» WHAT THE TASK ASKS
Count the lines below that contain the string "dark", matching case exactly. Report only the number.
----- DATA FOR PROCESSING
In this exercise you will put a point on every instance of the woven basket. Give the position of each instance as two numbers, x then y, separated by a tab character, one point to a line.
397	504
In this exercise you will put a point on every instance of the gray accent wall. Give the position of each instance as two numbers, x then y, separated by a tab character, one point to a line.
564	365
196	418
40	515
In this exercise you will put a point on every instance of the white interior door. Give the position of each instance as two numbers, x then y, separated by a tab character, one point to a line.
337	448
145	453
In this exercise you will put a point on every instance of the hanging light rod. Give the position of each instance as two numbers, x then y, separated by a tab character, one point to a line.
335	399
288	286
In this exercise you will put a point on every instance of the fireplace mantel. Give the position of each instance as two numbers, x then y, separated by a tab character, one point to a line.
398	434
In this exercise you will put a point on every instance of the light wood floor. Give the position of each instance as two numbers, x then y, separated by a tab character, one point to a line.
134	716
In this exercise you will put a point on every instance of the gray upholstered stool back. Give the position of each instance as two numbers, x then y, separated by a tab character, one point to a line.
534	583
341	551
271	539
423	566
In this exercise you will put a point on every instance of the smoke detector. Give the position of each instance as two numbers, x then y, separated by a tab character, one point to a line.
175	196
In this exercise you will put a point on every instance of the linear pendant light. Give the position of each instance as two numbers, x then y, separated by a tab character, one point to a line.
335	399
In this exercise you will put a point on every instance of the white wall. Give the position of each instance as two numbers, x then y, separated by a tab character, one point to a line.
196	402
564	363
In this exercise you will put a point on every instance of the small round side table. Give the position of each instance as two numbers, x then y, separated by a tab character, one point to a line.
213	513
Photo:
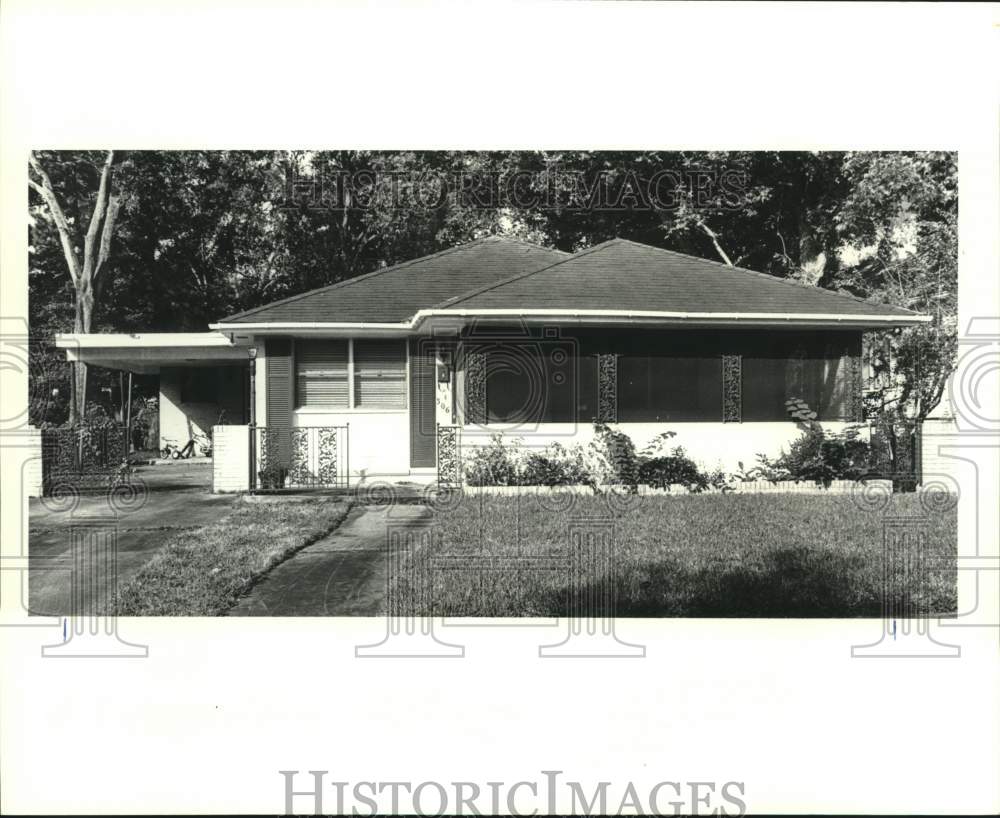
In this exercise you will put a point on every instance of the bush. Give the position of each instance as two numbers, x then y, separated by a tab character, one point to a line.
494	465
609	459
821	456
675	468
555	466
273	477
617	450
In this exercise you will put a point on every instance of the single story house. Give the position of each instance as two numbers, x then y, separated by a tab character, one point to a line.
383	370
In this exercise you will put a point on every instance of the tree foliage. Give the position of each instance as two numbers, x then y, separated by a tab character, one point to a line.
203	234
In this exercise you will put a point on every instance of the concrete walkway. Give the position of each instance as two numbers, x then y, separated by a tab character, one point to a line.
344	574
176	498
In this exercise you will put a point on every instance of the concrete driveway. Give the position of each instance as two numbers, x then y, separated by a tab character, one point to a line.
177	497
344	574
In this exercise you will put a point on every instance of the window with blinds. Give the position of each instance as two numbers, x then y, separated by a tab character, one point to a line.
321	373
379	374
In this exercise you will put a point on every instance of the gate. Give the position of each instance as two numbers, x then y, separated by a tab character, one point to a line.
310	457
82	456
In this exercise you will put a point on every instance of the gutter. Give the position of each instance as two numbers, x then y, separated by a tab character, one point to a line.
590	316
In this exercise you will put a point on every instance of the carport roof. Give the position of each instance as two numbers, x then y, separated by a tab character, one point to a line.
146	352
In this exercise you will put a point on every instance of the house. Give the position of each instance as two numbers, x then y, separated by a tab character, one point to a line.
384	375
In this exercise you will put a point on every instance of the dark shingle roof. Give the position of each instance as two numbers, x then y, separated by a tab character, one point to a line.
395	293
501	273
623	275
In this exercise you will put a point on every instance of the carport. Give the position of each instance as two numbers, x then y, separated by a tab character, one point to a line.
203	376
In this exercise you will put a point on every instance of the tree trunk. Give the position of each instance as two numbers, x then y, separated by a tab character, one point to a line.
82	321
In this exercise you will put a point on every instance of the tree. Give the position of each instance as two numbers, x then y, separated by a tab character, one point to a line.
85	263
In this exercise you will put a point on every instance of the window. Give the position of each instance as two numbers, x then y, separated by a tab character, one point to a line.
820	379
536	381
321	373
659	387
380	374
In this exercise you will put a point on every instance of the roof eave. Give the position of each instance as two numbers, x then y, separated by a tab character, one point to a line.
617	317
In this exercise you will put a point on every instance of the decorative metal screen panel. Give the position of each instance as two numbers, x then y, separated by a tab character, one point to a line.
449	449
313	457
732	389
607	387
475	387
855	387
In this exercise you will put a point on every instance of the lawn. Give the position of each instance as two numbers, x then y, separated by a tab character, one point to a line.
742	555
203	571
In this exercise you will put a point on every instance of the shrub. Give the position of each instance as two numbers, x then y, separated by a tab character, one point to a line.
555	466
273	477
618	450
494	465
675	468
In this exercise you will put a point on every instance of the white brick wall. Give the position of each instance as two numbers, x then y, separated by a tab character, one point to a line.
230	458
938	433
32	467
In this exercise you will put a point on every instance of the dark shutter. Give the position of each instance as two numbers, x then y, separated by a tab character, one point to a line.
279	371
423	426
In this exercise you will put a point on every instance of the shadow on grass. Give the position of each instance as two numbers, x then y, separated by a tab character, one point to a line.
785	583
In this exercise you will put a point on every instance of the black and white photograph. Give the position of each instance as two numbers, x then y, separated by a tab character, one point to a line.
278	365
516	408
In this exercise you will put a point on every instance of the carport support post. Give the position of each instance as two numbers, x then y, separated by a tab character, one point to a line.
252	427
128	419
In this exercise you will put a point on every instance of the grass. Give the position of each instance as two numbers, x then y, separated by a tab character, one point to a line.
204	571
721	555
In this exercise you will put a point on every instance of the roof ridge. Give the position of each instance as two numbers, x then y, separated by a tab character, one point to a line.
730	267
811	287
355	279
457	299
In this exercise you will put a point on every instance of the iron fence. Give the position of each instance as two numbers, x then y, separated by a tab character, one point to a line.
82	456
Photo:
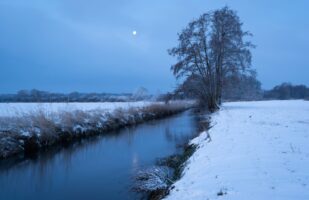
----------
» EXERCISE RESULT
2